--- Problem statement ---
Write out everything from the line containing "Q. Point to the gray" down to the line containing "pixel 147 175", substituting "leash" for "harness" and keeping everything else the same.

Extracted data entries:
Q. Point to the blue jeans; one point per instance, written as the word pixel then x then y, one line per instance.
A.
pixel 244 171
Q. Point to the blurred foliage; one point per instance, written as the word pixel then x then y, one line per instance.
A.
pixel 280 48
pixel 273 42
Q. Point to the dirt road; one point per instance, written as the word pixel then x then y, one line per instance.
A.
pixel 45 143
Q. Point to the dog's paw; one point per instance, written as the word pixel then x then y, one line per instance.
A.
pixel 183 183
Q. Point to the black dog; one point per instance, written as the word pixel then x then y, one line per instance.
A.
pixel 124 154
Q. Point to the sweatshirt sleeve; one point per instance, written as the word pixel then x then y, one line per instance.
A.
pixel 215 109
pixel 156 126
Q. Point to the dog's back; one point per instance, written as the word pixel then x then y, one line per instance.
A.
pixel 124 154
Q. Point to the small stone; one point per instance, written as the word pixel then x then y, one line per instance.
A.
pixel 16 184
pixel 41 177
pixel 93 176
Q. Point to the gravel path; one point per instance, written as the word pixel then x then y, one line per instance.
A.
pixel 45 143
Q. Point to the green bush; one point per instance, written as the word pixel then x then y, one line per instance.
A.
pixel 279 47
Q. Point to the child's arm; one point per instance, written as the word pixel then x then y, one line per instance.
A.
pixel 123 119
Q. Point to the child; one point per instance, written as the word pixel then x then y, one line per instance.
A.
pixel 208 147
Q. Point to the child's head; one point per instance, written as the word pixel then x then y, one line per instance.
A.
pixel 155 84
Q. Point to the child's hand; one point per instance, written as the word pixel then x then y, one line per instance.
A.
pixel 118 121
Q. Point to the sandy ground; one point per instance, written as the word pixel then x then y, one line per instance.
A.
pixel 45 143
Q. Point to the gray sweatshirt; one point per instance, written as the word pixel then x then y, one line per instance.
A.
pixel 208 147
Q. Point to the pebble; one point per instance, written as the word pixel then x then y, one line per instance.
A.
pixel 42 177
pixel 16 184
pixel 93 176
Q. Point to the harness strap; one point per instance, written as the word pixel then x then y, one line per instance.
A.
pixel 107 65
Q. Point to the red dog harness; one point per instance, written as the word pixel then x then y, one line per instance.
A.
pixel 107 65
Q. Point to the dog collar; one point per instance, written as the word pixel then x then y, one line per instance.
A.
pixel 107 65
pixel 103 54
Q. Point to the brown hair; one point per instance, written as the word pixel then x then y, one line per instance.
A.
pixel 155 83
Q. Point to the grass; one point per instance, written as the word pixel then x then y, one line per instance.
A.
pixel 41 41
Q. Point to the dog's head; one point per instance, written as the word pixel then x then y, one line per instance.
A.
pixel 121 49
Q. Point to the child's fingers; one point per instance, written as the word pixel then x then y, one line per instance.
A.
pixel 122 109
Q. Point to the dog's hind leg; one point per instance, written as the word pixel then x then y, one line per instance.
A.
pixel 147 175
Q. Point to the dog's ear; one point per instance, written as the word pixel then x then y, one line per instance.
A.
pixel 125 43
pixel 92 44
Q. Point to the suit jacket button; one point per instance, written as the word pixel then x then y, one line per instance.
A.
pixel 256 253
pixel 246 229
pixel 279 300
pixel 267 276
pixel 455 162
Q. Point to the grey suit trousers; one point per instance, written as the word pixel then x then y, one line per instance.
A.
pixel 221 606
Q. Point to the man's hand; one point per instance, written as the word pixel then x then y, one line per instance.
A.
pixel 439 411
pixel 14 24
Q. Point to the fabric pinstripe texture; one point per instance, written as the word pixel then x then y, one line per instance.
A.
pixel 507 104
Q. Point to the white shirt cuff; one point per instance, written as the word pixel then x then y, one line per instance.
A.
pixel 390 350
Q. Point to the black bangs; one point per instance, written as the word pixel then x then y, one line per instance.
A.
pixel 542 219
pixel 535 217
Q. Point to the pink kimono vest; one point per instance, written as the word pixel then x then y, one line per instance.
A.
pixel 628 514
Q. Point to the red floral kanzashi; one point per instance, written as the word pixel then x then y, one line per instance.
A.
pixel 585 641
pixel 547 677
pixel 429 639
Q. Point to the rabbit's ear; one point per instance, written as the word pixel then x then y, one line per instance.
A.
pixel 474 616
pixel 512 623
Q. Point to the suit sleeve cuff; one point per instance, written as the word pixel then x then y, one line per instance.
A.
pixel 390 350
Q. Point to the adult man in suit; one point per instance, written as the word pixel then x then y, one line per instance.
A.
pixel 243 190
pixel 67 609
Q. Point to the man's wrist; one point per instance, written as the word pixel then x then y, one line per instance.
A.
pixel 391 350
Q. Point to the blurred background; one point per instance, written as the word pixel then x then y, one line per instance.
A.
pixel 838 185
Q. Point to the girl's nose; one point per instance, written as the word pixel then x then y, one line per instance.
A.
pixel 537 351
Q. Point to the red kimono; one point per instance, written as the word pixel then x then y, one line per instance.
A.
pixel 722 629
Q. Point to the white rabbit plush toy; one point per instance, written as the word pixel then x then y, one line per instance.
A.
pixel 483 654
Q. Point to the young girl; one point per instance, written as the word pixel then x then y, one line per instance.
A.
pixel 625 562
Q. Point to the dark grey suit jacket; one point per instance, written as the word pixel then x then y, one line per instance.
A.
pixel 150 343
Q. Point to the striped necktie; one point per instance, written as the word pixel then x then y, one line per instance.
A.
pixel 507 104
...
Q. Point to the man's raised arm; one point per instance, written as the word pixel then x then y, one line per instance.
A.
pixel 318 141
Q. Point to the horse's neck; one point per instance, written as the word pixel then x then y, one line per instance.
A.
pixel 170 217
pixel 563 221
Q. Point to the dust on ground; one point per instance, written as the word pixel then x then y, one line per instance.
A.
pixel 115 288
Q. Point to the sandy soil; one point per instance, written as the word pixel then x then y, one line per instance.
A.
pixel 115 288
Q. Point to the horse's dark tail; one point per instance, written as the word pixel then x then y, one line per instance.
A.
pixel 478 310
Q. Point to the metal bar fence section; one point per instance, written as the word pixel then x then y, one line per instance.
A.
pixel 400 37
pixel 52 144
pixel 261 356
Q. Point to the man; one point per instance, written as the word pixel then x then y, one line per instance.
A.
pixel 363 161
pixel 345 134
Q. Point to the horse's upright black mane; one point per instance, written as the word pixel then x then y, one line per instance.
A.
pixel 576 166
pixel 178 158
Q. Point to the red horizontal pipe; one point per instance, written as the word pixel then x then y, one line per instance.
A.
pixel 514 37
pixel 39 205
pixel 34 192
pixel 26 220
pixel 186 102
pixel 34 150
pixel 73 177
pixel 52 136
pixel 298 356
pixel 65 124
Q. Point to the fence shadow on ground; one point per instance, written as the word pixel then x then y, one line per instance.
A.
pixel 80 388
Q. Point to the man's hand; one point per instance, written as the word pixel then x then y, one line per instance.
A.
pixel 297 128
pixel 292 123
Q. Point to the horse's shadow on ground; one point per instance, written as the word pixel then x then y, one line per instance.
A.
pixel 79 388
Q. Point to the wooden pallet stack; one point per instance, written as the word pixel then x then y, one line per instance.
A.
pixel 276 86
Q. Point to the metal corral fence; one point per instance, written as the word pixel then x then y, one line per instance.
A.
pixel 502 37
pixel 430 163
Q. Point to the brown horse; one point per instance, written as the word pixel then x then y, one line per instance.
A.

--- Result of the task ---
Q. Point to the gray sweatshirt; one point per instance, written as the word pixel then x then y, one line per instance.
A.
pixel 208 147
Q. Point to the pebble; one point per instance, written as the word pixel then x then y, one line per instance.
A.
pixel 42 177
pixel 16 184
pixel 93 176
Q. Point to the leash strap; one point per instance, written as the word pixel then x then y, one line per instance.
A.
pixel 107 65
Q. Point to the red dog leash; one point per instance, written as the word pixel then x then y, one line per instance.
A.
pixel 107 65
Q. Point to the dog collar; one point per instance, written as the word pixel then x then y, one line per instance.
A.
pixel 107 65
pixel 103 54
Q. Point to the brown hair; one point per instance, written as the word pixel then x then y, one line per instance.
A.
pixel 155 83
Q. Point to the grass; one point per instance, written as the word pixel then x then y, one line per instance.
A.
pixel 41 41
Q. Point to the dog's head; one point per instance, written as the word pixel then x then y, one line per instance.
A.
pixel 121 49
Q. Point to the child's fingers; one point per instance, written as the word pixel then x then y, one line per instance.
A.
pixel 122 109
Q. Point to the dog's hind leg; one point per instance, written as the word pixel then x then y, one line per instance.
A.
pixel 147 175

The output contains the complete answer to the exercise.